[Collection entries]
======
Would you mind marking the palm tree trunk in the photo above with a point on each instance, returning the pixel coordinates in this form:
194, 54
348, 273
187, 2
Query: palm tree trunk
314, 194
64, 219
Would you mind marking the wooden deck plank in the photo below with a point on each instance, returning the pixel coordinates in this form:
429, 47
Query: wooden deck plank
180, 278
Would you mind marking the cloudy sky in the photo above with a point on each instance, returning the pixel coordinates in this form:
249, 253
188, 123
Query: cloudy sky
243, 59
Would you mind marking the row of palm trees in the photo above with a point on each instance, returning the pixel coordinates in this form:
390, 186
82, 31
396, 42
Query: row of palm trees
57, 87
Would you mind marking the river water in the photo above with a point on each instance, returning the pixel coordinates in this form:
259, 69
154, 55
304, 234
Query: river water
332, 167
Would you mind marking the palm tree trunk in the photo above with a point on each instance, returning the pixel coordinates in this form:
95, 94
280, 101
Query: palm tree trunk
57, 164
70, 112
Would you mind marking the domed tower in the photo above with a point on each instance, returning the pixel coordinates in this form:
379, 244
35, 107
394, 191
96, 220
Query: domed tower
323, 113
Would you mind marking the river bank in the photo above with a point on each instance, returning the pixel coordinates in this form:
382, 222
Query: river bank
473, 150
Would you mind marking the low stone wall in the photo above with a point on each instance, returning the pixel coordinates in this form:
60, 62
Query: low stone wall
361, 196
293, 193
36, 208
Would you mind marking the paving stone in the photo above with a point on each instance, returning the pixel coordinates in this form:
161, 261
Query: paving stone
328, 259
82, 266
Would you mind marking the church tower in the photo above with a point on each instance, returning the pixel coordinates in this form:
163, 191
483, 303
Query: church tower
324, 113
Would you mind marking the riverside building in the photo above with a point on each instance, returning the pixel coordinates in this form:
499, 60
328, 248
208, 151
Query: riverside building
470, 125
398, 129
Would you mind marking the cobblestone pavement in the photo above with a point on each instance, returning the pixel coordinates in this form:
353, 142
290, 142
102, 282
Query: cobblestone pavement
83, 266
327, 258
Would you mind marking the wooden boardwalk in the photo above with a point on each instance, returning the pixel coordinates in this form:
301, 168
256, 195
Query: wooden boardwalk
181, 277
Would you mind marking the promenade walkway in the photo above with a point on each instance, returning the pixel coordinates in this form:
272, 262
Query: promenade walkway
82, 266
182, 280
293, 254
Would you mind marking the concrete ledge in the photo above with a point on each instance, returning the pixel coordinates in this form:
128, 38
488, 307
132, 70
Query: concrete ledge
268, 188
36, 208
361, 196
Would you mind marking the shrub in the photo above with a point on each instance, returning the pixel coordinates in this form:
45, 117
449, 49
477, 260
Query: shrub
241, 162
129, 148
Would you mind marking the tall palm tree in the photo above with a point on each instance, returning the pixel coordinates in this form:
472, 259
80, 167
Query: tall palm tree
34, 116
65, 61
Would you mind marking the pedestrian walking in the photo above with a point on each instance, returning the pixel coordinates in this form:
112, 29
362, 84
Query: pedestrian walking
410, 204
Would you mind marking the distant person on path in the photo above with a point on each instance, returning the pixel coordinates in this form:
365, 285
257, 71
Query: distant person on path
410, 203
======
* WHAT IS BEING ASKED
Arrange every line of the items above as a Markdown table with the columns Row and Line. Put the row number under Row and leave out any blank lines.

* OUTPUT BELOW
| Row | Line |
|---|---|
| 1 | Would you mind marking the palm tree trunk in the photo above with a point on each instance, returning the pixel coordinates in this form: |
| 2 | 194, 54 |
| 3 | 348, 273 |
| 4 | 187, 2 |
| 5 | Query: palm tree trunk |
| 6 | 314, 194 |
| 7 | 64, 219 |
| 8 | Would you mind marking the wooden deck plank in the photo below with a point on each instance, returning the pixel coordinates in this form: |
| 9 | 429, 47 |
| 10 | Query: wooden deck plank |
| 11 | 180, 278 |
| 12 | Would you mind marking the cloudy sky in the photo above with a point on each instance, returning the pixel coordinates in this form: |
| 13 | 249, 253 |
| 14 | 188, 123 |
| 15 | Query: cloudy sky |
| 16 | 243, 59 |
| 17 | Would you mind marking the row of palm trees in the photo above with a point on each instance, returning the pixel coordinates in this form: |
| 18 | 390, 186 |
| 19 | 82, 31 |
| 20 | 396, 42 |
| 21 | Query: row of palm trees |
| 22 | 57, 87 |
| 23 | Would you mind marking the river water in the photo above with a point on each instance, returning the pixel coordinates in this form: |
| 24 | 259, 69 |
| 25 | 154, 55 |
| 26 | 304, 234 |
| 27 | Query: river water |
| 28 | 332, 167 |
| 29 | Would you mind marking the palm tree trunk in the photo above with a point on each instance, returning the pixel coordinates in this form: |
| 30 | 95, 94 |
| 31 | 280, 101 |
| 32 | Query: palm tree trunk |
| 33 | 57, 164 |
| 34 | 70, 112 |
| 35 | Would you mind marking the domed tower in the photo above with a point on each instance, returning the pixel coordinates in this form: |
| 36 | 379, 244 |
| 37 | 35, 107 |
| 38 | 394, 191 |
| 39 | 96, 220 |
| 40 | Query: domed tower |
| 41 | 323, 113 |
| 42 | Would you mind marking the river bank in the photo above with a point on each instance, returning the pixel coordinates in this form: |
| 43 | 382, 222 |
| 44 | Query: river bank |
| 45 | 473, 150 |
| 46 | Would you mind marking the low stone wall in the photo above with a point on each instance, returning the pixel coordinates in this form: |
| 47 | 60, 62 |
| 48 | Query: low stone wall |
| 49 | 361, 196 |
| 50 | 293, 193 |
| 51 | 36, 208 |
| 52 | Would you mind marking the paving stone in the photo above with a point on each instance, returning the pixel coordinates in this form: |
| 53 | 161, 261 |
| 54 | Query: paving stone |
| 55 | 328, 259 |
| 56 | 82, 266 |
| 57 | Would you mind marking the church tower in the photo above with a point on each instance, returning the pixel coordinates in this form: |
| 58 | 163, 191 |
| 59 | 483, 303 |
| 60 | Query: church tower |
| 61 | 324, 113 |
| 62 | Would you mind marking the riverside building in the photo above with a point on each instance, returning the pixel coordinates in this form: |
| 63 | 499, 60 |
| 64 | 328, 248 |
| 65 | 208, 151 |
| 66 | Query: riverside building |
| 67 | 470, 125 |
| 68 | 398, 129 |
| 69 | Would you mind marking the cobblestone pavement in the photo above with a point on each instance, returning the pixel coordinates in this form: |
| 70 | 353, 142 |
| 71 | 290, 142 |
| 72 | 102, 282 |
| 73 | Query: cobblestone pavement |
| 74 | 83, 266 |
| 75 | 327, 258 |
| 76 | Would you mind marking the wooden boardwalk in the photo above with a point on each instance, returning the pixel coordinates in this form: |
| 77 | 301, 168 |
| 78 | 256, 195 |
| 79 | Query: wooden boardwalk |
| 80 | 181, 277 |
| 81 | Would you mind marking the promenade walkway in the photo above with a point on each instance, returning the pixel coordinates in this form: |
| 82 | 272, 262 |
| 83 | Query: promenade walkway |
| 84 | 82, 266 |
| 85 | 182, 280 |
| 86 | 293, 254 |
| 87 | Would you mind marking the concrete ledge in the photo above with a point on each instance, returning the pixel coordinates in this form: |
| 88 | 128, 38 |
| 89 | 488, 307 |
| 90 | 132, 70 |
| 91 | Query: concrete ledge |
| 92 | 268, 188 |
| 93 | 36, 208 |
| 94 | 361, 196 |
| 95 | Would you mind marking the shrub in the photo above with a point on each instance, returning the pixel coordinates in this form: |
| 96 | 45, 117 |
| 97 | 449, 49 |
| 98 | 477, 260 |
| 99 | Query: shrub |
| 100 | 241, 162 |
| 101 | 129, 148 |
| 102 | Would you mind marking the tall palm tree in the photo above with a point on each instance, returning the pixel coordinates in this form: |
| 103 | 472, 259 |
| 104 | 80, 167 |
| 105 | Query: tall palm tree |
| 106 | 34, 116 |
| 107 | 65, 61 |
| 108 | Would you mind marking the pedestrian walking in the photo above with a point on each instance, returning the pixel coordinates in this form: |
| 109 | 112, 29 |
| 110 | 362, 84 |
| 111 | Query: pedestrian walking |
| 112 | 410, 204 |
| 113 | Would you mind marking the distant person on path in the photo above with a point on each instance, returning the pixel coordinates in this form: |
| 114 | 365, 285 |
| 115 | 257, 71 |
| 116 | Query: distant person on path |
| 117 | 410, 203 |